Connect with us
Örnek Resim Örnek Resim

Dünya

Ataoğlu:Ülkede onca sıkıntı varken yeniden bir erken seçimi doğru bulmuyorum

Published

on

Demokrat Parti (DP) Genel Başkanı Fikri Ataoğlu, ülkede onca sıkıntı varken yeniden bir erken seçimi doğru bulmadığını belirterek vatandaşların tepkisinin katılım oranına bakıldığında net şekilde görülebildiğini; yeni bir seçime katılım oranının daha da düşük olacağı görüşünü ifade etti.

Bütün partilerin seçim sürecinde manifestolarında yer verdikleri ve vatandaşlara anlattıkları projelerin güzel projeler olduğunu dile getiren Ataoğlu, toplumu ve ekonomiyi kalkındırmak; sağlık, eğitim inşaat gibi sektörleri geliştirmek, ülkeyi kendi ayakları üzerinde durur hale getirmek amacıyla tüm partileri hazırladıkları proje çalışmalarını birlik beraberlik içerisinde hayata geçirmeye davet etti.

* [Alıştırma]:
Haberdeki bilgilere dayanarak şu soruları yanıtlayın:
(a) Fikri Ataoğlu hangi partinin genel başkanıdır?
(b) Ataoğlu'na göre yeni bir seçimde katılım oranı nasıl olacaktır?
(c) Ataoğlu tüm partileri proje çalışmalarını nasıl hayata geçirmeye davet etti?
Materyalin bu çalışmayla hiçbir ilgisi yoktur.

* [Seçilmiş materyal]:
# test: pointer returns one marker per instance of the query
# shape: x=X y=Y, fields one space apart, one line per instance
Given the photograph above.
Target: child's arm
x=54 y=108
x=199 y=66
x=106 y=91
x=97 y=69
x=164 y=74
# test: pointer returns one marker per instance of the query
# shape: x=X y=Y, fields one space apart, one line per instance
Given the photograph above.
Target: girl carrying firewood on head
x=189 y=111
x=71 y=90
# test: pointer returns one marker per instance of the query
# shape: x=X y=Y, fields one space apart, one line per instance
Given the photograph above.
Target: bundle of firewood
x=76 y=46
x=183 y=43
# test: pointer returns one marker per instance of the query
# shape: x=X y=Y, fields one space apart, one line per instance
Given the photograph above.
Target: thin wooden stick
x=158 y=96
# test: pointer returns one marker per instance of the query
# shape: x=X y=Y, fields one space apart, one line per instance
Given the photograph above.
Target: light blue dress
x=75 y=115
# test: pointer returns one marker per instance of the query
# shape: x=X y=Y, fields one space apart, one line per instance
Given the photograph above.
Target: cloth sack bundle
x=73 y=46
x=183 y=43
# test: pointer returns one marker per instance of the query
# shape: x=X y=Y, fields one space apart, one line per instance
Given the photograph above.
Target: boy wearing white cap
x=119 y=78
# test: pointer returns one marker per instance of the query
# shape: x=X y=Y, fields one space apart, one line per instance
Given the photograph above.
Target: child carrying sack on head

* [Alıştırmanın çıktısı]:
(a) Fikri Ataoğlu, Demokrat Parti'nin (DP) genel başkanıdır.
(b) Yeni bir seçime katılım oranı daha da düşük olacaktır.
(c) Ataoğlu, partileri bu çalışmaları birlik beraberlik içerisinde hayata geçirmeye davet etti.